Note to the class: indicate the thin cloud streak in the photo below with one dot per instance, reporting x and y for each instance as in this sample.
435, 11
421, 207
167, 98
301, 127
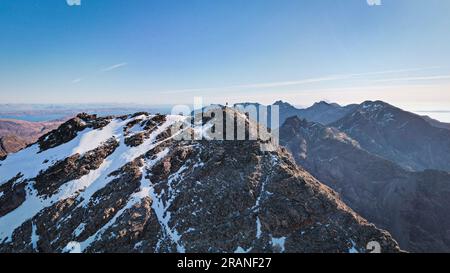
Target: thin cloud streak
428, 78
113, 67
298, 82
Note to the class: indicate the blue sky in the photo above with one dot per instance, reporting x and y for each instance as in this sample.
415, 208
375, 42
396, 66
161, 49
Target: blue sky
159, 52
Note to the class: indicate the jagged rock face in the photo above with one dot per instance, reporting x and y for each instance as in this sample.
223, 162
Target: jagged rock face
17, 134
412, 206
10, 144
84, 187
402, 137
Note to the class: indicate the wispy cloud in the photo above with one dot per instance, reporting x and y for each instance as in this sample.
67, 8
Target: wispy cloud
103, 70
113, 67
425, 78
77, 80
299, 82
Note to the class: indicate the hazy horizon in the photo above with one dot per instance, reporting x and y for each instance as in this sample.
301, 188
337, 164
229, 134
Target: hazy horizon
165, 53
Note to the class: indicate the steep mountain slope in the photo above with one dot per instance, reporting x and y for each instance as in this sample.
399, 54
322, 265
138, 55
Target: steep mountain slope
436, 123
11, 144
412, 206
321, 112
126, 185
397, 135
16, 134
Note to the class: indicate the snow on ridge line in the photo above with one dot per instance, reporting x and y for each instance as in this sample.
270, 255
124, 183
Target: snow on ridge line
134, 199
30, 161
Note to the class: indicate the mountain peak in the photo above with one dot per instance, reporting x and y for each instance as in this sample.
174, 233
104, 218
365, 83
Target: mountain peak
125, 184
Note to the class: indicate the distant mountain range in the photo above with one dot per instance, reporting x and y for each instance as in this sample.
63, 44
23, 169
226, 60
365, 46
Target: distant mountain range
390, 166
16, 134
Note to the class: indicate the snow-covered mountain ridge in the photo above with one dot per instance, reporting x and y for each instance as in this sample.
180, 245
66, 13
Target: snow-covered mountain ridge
125, 184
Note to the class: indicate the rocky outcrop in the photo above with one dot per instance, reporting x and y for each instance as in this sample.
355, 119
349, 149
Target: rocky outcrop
402, 137
412, 206
167, 195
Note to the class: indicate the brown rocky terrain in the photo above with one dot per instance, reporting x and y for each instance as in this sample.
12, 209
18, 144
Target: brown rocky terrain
412, 206
84, 188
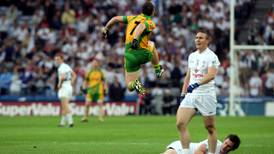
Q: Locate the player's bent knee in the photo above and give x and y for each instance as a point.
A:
(210, 129)
(181, 125)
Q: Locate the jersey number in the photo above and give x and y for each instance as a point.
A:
(136, 24)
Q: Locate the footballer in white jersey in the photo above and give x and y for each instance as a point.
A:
(198, 63)
(231, 143)
(198, 92)
(66, 77)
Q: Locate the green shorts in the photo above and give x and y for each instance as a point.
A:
(135, 58)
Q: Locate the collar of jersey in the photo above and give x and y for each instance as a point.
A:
(147, 17)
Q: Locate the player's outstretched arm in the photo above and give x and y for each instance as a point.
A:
(110, 23)
(212, 71)
(137, 33)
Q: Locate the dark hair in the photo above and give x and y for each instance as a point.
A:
(205, 31)
(235, 139)
(59, 54)
(148, 8)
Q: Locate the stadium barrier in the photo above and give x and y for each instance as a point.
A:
(50, 106)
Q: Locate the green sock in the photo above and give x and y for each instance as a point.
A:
(131, 85)
(157, 66)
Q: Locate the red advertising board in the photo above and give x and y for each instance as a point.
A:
(53, 108)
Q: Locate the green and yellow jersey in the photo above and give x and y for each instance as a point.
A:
(132, 22)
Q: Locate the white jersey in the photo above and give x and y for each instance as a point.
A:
(198, 63)
(67, 71)
(177, 146)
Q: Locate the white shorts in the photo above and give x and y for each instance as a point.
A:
(176, 145)
(65, 92)
(206, 104)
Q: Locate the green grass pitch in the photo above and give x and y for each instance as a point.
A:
(125, 135)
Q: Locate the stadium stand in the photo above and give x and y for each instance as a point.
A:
(31, 32)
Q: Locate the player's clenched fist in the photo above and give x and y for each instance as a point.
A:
(104, 31)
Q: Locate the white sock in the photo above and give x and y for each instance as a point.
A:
(186, 151)
(63, 120)
(69, 118)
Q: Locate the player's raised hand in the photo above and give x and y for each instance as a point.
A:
(104, 31)
(135, 44)
(192, 87)
(182, 97)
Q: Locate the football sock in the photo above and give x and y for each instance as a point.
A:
(131, 86)
(157, 67)
(186, 151)
(63, 120)
(69, 118)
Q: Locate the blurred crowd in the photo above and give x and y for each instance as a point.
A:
(32, 32)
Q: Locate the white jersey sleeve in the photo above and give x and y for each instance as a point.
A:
(65, 70)
(198, 64)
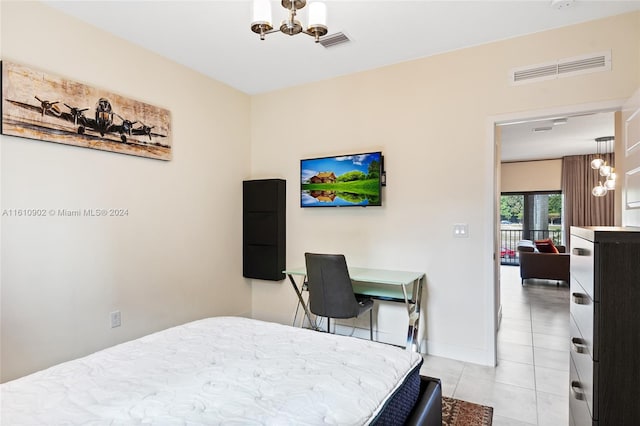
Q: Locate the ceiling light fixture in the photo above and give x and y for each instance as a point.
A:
(604, 170)
(262, 23)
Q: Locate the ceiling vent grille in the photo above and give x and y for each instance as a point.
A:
(334, 40)
(561, 68)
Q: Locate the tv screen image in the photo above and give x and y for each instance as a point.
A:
(341, 181)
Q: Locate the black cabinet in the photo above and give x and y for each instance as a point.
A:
(264, 229)
(605, 326)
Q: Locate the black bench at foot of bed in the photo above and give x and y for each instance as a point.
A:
(428, 409)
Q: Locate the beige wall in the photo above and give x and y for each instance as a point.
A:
(525, 176)
(178, 255)
(174, 258)
(430, 117)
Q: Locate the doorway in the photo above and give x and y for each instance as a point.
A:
(496, 126)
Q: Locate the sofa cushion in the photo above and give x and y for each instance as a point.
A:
(546, 246)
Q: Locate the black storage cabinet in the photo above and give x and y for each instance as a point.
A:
(264, 229)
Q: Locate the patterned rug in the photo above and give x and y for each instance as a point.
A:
(456, 412)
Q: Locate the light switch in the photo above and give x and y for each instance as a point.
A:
(460, 230)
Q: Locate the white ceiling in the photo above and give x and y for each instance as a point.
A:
(213, 37)
(521, 143)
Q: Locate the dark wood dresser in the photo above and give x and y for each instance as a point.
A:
(605, 326)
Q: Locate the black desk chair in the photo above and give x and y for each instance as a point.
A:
(330, 289)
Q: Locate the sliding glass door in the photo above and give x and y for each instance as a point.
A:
(528, 216)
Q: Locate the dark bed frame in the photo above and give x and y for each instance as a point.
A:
(428, 409)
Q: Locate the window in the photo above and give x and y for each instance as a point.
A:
(528, 216)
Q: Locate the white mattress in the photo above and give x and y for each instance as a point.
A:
(222, 370)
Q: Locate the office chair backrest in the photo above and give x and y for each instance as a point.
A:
(330, 288)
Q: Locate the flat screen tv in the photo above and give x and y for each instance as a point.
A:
(342, 181)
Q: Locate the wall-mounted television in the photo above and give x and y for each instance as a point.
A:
(342, 181)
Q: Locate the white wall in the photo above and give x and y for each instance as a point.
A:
(174, 258)
(430, 117)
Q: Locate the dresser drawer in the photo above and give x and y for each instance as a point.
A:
(582, 257)
(578, 409)
(584, 310)
(585, 367)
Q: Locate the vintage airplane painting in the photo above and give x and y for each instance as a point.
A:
(41, 106)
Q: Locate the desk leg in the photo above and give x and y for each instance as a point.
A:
(302, 302)
(414, 316)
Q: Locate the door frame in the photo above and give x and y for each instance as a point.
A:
(492, 191)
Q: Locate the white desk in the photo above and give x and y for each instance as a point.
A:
(379, 284)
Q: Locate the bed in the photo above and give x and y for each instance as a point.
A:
(232, 371)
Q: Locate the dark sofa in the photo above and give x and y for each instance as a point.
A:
(546, 266)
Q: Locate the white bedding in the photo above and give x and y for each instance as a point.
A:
(222, 370)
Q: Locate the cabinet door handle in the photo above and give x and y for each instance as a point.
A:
(578, 345)
(580, 299)
(576, 390)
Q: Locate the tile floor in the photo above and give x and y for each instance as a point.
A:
(529, 386)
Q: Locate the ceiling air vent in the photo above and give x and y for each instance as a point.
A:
(562, 68)
(334, 39)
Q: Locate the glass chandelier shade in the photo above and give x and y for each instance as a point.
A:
(262, 20)
(599, 190)
(604, 170)
(597, 163)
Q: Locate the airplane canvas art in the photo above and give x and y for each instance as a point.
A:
(43, 106)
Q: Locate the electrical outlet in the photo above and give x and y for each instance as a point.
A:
(461, 230)
(116, 319)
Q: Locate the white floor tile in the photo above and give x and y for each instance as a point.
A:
(506, 372)
(553, 410)
(552, 381)
(548, 341)
(529, 386)
(504, 421)
(551, 358)
(514, 352)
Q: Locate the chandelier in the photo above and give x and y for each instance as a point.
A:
(262, 23)
(605, 171)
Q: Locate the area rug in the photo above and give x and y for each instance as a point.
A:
(456, 412)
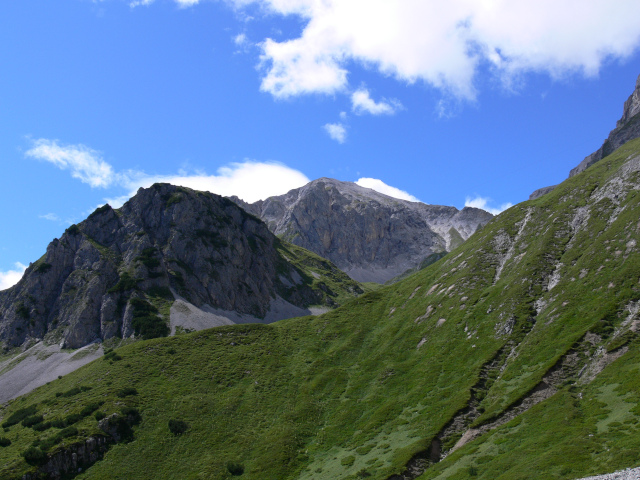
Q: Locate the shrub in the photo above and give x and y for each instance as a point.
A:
(178, 427)
(58, 423)
(19, 415)
(73, 418)
(348, 461)
(42, 426)
(68, 432)
(31, 420)
(132, 414)
(34, 456)
(71, 393)
(89, 409)
(127, 391)
(234, 468)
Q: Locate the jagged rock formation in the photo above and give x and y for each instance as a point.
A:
(118, 272)
(627, 128)
(370, 236)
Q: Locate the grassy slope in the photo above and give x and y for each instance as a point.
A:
(368, 385)
(320, 273)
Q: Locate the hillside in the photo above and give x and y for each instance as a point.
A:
(514, 357)
(370, 236)
(170, 257)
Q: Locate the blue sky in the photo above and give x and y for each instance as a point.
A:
(449, 102)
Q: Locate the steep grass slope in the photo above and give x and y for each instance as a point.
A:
(515, 357)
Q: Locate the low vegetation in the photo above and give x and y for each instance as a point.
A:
(520, 335)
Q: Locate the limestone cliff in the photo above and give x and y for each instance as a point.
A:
(117, 273)
(627, 128)
(370, 236)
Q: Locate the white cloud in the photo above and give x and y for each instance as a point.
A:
(52, 217)
(361, 102)
(483, 203)
(84, 163)
(336, 131)
(11, 277)
(249, 180)
(380, 186)
(443, 43)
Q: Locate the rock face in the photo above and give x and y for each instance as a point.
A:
(119, 267)
(370, 236)
(627, 128)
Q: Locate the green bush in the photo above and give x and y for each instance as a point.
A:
(42, 426)
(89, 409)
(132, 414)
(58, 423)
(68, 432)
(34, 456)
(73, 418)
(178, 427)
(31, 420)
(348, 461)
(234, 468)
(19, 415)
(127, 391)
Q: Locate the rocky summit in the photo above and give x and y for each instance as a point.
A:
(170, 257)
(370, 236)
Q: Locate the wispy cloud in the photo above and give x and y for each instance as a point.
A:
(483, 203)
(250, 180)
(361, 102)
(380, 186)
(84, 163)
(11, 277)
(442, 44)
(337, 131)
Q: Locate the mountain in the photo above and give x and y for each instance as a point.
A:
(370, 236)
(516, 356)
(627, 128)
(169, 258)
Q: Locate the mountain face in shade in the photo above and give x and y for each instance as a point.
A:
(168, 252)
(370, 236)
(627, 128)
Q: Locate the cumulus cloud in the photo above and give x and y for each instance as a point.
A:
(84, 163)
(483, 203)
(380, 186)
(249, 180)
(11, 277)
(361, 102)
(336, 131)
(442, 43)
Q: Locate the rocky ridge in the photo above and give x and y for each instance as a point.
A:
(117, 273)
(370, 236)
(627, 128)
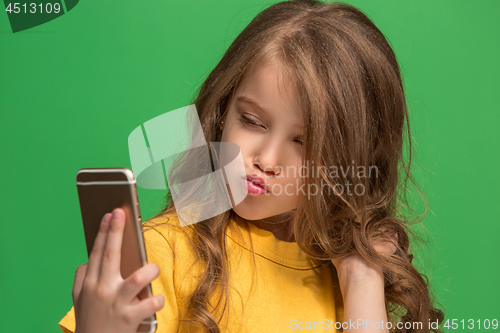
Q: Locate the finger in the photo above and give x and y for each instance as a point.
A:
(137, 281)
(94, 264)
(78, 282)
(112, 250)
(147, 307)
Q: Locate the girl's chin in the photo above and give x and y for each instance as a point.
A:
(252, 213)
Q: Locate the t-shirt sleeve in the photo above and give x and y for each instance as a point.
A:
(159, 251)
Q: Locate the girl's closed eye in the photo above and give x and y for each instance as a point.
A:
(249, 121)
(254, 123)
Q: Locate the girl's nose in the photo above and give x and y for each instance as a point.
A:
(268, 170)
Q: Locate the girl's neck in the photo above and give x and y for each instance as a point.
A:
(280, 225)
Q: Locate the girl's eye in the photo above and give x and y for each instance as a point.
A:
(249, 121)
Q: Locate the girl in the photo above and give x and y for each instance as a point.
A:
(312, 94)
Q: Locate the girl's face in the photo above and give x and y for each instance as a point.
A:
(264, 120)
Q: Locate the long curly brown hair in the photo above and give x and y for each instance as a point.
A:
(355, 114)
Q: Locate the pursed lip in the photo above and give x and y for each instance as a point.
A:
(259, 181)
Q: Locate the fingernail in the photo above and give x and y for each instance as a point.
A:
(117, 215)
(107, 218)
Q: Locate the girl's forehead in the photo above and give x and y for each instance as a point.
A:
(266, 87)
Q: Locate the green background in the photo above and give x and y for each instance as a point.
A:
(73, 89)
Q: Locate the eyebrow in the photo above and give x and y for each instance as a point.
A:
(243, 98)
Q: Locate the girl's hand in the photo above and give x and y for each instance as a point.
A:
(103, 300)
(354, 267)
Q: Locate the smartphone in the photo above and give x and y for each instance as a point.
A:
(100, 190)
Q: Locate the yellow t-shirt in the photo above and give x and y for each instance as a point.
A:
(288, 292)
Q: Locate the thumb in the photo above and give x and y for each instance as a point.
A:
(78, 283)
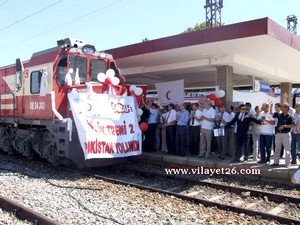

How to complete this task - From the listing above, return every line that carries the string "wall".

Answer section -
Q: Locate the beige wall in the photo above and give x and y for each instance as a point.
Q: Locate the wall-mounted television in the photo above and give x and y for each instance as a point.
Q: Locate the white wall in the photo above and give x and y for each instance as a point.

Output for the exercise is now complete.